» EXERCISE BRIEF
Answer these questions about the tablecloth story below:
1. In what language does the narrator first try to get the tablecloth cheaply?
2. About how long does the haggling with the first hawker last?
3. How does the price of the plastic tablecloths in the fabric store compare with what the narrator paid?

» DOCUMENT SEGMENT
------------------------------------------------------------------------
Re-usable pads are an easy, cheap alternative…provided I ever find a fabric store.  I make my way from the bus rank past the street hawkers selling “dead white people clothes” looking for a fabric store.  I have a good feeling that I’m headed the right way.  I spot a hawker selling a plastic tablecloth (a key part of re-usable pads can be made using a tablecloth).  I try getting it cheaply using SiSwati, but he responds in English.  I quickly realize he’s Mozambican like most of the hawkers selling the clothes that Americans and Europeans donated and shipped to Africa.  We haggle for about 5 minutes.  I want to shout at him for thinking I’m a tourist he can pull the wool over on, and just when I’m too frustrated to purchase, he hands me off to the dealer next to him and walks away.  The guy next to him wants even more.  Ugh.  My backpack is heavy, the sun is hot, and I don’t know where I’ll find another plastic tablecloth before Saturday.  Fine.  I pay the asking price of the first guy angrily and walk away, just as the first seller returns to propose his love to me.  “Please, I need a white girlfriend,” he says. 
“And I needed a tablecloth!” I snap back.    
I cross the street and start heading down a more working-class street.  I don’t go two steps before seeing the first fabric store I’ve seen in Swaziland.  I happily bound into the store and order cheap fabric.  As I pay for the fabric at the counter, I look down and see some lovely plastic tablecloths for sale.  They cost half of what I paid 5 minutes ago.  Nice one, karma.
------------------------------------------------------------------------
» EXCERPTED RECORDS
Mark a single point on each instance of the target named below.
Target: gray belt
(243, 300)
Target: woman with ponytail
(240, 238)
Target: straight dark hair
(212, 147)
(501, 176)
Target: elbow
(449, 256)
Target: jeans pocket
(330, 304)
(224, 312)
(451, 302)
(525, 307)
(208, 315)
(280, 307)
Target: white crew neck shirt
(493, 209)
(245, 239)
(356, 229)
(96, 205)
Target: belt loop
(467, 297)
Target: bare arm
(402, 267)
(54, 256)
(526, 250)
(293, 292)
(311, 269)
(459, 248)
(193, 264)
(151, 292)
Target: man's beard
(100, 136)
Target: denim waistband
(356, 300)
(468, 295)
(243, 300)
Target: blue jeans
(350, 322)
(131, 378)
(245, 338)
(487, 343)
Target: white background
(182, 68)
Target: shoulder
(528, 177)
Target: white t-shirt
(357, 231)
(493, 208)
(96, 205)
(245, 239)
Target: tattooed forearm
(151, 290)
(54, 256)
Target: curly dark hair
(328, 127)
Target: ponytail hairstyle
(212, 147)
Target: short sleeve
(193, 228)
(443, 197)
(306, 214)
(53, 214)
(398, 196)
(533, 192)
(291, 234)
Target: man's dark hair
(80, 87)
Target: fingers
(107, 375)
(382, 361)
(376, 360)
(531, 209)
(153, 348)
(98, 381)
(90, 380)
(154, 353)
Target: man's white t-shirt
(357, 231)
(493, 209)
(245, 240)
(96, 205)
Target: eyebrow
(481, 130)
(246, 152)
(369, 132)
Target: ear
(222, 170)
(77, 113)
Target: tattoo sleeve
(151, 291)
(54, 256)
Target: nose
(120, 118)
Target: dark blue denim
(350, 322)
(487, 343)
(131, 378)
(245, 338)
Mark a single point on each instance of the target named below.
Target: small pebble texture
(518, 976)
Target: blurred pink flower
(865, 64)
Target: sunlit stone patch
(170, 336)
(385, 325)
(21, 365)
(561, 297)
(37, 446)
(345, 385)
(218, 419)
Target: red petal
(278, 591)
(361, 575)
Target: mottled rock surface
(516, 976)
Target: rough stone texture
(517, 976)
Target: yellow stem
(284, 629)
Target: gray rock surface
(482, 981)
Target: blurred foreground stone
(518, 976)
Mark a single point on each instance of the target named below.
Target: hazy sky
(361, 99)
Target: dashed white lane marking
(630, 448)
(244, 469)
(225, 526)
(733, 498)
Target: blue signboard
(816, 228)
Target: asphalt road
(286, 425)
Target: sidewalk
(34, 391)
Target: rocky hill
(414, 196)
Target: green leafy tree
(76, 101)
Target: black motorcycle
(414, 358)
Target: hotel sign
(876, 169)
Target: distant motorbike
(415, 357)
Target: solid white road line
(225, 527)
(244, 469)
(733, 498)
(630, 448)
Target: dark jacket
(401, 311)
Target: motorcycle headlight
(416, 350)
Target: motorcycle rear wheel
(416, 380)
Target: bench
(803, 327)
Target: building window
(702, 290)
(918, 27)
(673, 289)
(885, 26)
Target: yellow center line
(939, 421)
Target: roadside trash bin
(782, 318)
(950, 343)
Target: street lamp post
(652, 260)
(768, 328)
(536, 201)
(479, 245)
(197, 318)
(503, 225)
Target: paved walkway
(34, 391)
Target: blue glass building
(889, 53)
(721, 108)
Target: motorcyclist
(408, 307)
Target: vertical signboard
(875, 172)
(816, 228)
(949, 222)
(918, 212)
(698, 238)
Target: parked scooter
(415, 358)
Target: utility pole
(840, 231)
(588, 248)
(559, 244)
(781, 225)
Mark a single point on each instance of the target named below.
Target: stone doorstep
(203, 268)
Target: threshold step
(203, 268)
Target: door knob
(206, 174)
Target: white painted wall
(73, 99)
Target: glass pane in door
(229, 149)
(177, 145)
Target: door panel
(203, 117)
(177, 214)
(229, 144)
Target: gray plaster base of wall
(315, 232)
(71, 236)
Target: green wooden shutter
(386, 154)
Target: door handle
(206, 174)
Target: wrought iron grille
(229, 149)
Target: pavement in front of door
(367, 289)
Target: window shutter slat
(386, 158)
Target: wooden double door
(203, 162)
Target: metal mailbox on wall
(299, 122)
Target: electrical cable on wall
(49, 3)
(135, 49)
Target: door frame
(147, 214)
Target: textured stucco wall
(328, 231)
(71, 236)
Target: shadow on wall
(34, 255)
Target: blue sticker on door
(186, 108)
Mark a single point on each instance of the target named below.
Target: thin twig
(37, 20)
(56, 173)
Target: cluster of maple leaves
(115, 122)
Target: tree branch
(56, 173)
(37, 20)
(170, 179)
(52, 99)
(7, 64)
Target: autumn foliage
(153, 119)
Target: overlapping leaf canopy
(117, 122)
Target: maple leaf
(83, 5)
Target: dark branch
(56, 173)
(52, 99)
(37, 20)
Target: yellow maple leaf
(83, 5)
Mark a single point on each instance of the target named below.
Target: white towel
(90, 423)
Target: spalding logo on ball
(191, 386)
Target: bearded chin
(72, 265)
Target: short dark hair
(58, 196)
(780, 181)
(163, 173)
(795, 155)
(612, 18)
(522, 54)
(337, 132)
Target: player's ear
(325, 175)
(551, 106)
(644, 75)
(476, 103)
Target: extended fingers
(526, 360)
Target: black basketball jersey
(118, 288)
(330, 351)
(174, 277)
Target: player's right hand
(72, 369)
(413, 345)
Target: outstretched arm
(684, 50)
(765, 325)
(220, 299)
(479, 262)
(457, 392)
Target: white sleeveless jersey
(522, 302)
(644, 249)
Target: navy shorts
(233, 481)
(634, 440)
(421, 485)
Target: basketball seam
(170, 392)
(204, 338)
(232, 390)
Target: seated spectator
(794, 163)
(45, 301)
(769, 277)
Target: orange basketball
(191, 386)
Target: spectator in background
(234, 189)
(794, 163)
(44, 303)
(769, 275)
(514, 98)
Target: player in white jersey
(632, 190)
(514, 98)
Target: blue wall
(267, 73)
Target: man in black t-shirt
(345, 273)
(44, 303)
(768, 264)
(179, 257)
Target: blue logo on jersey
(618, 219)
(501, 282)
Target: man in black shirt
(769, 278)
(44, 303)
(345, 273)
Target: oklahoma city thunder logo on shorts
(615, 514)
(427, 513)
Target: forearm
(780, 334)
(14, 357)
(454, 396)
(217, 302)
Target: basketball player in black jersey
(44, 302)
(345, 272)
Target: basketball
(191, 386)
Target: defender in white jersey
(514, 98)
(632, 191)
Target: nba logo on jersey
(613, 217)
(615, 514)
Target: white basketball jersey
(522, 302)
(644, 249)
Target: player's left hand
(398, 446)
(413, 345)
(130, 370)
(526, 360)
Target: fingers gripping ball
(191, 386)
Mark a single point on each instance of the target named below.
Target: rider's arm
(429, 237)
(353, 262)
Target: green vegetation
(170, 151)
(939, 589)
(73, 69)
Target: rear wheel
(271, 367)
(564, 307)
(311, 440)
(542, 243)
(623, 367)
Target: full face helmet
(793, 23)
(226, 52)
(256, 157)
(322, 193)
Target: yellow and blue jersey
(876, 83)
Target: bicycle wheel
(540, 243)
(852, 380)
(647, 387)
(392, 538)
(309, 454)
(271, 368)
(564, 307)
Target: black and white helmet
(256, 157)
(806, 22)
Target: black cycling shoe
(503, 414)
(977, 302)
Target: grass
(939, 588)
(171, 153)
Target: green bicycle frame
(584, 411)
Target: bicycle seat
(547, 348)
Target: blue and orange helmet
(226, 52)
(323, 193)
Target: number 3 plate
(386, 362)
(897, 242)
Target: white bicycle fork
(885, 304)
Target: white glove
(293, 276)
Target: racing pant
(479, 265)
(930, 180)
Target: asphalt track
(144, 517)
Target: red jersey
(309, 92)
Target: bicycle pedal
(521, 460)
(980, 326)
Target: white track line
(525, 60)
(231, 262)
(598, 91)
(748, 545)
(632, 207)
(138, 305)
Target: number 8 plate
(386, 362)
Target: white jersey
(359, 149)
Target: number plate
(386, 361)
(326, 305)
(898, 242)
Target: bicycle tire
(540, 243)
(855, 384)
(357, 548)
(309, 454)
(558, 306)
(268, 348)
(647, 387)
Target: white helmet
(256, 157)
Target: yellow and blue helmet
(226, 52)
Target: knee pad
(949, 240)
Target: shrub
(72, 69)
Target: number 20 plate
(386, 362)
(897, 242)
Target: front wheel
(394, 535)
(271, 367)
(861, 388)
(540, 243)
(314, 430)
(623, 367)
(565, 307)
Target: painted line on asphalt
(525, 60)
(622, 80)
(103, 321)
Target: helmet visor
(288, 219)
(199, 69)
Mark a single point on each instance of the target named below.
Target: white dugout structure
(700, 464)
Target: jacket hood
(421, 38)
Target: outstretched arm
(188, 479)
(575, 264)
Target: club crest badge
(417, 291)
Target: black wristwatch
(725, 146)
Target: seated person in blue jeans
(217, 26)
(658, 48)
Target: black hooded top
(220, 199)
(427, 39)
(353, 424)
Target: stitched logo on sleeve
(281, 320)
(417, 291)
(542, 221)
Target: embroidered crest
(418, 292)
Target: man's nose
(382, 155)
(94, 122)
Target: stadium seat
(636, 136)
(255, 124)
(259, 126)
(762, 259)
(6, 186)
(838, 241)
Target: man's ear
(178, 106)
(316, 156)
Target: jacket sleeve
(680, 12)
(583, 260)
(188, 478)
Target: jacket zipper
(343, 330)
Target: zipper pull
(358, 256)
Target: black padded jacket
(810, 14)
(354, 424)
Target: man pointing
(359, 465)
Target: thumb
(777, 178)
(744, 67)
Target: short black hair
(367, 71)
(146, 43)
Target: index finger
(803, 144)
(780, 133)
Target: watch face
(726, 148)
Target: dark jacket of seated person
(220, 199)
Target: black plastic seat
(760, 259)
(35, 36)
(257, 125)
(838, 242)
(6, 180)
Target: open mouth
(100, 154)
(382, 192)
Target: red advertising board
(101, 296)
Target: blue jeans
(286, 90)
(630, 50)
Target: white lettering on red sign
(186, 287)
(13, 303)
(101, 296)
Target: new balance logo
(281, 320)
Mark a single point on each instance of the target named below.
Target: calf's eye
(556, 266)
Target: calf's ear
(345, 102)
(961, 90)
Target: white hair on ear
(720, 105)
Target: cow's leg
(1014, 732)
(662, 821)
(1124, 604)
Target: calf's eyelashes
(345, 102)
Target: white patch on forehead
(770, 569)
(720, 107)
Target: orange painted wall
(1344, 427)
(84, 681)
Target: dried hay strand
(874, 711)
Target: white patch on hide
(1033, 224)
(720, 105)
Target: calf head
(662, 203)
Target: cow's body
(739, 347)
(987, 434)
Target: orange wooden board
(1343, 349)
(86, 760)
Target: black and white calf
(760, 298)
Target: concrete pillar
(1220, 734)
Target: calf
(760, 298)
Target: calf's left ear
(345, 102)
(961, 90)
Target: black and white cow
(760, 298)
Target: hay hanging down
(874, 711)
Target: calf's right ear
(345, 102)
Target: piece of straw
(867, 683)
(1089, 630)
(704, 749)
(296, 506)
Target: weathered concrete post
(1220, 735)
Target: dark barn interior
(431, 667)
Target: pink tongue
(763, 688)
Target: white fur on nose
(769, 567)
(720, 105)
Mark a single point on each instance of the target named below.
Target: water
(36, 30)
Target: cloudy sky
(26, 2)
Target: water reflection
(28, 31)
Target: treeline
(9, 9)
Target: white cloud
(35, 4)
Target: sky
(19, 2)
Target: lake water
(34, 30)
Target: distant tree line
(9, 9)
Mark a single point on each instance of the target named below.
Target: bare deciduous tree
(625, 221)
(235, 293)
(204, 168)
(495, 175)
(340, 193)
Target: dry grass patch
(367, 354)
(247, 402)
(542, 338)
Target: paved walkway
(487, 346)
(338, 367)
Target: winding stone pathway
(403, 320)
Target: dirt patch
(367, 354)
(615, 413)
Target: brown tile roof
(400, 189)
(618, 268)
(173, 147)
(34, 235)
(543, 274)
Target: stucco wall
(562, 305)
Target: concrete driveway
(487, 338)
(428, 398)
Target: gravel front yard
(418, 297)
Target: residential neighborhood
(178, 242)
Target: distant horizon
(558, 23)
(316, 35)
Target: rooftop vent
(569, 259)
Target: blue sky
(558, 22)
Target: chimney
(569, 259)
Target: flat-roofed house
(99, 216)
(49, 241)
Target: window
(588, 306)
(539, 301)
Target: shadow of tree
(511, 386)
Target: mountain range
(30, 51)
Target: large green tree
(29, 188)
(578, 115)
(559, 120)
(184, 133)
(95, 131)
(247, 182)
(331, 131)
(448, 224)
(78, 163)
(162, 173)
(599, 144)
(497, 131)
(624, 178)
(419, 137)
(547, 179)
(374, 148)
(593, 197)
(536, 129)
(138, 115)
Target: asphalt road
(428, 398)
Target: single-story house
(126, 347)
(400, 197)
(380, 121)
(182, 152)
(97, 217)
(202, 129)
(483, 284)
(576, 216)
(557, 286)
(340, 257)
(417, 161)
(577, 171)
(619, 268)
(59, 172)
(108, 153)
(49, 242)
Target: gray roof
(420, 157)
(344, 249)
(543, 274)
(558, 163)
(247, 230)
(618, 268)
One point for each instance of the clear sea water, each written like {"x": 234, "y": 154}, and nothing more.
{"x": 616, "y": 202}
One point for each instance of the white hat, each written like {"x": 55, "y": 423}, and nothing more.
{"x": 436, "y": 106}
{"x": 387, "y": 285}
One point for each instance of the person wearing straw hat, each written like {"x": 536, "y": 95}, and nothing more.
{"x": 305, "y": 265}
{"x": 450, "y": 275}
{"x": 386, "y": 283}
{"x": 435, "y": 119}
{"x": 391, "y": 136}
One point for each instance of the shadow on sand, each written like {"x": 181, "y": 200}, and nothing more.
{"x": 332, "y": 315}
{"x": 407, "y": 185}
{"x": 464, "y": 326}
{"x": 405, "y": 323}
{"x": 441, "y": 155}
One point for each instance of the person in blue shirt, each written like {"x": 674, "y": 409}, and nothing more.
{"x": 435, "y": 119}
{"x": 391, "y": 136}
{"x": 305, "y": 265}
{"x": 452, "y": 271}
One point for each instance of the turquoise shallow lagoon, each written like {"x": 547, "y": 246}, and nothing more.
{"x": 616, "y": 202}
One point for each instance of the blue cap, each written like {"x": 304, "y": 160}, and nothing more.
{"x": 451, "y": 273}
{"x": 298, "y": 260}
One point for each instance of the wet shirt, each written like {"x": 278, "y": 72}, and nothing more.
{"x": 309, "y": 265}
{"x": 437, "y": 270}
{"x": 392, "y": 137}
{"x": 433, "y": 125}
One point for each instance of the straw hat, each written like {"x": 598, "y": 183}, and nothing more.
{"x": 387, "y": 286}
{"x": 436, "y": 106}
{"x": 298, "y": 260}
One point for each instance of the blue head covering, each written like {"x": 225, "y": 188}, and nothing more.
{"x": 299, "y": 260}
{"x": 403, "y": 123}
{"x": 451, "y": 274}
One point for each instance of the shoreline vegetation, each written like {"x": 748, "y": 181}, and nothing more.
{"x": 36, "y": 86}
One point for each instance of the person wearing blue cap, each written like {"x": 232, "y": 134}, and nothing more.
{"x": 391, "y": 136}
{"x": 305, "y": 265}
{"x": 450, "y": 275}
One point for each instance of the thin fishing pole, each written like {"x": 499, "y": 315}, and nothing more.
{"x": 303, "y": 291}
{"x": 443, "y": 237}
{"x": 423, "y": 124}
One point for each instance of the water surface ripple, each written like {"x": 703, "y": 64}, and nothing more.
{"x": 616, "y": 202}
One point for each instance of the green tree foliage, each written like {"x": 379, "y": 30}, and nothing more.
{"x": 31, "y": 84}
------------------------------------------------------------------------
» EXERCISE RESPONSE
1. SiSwati.
2. About 5 minutes.
3. They cost half of what the narrator paid.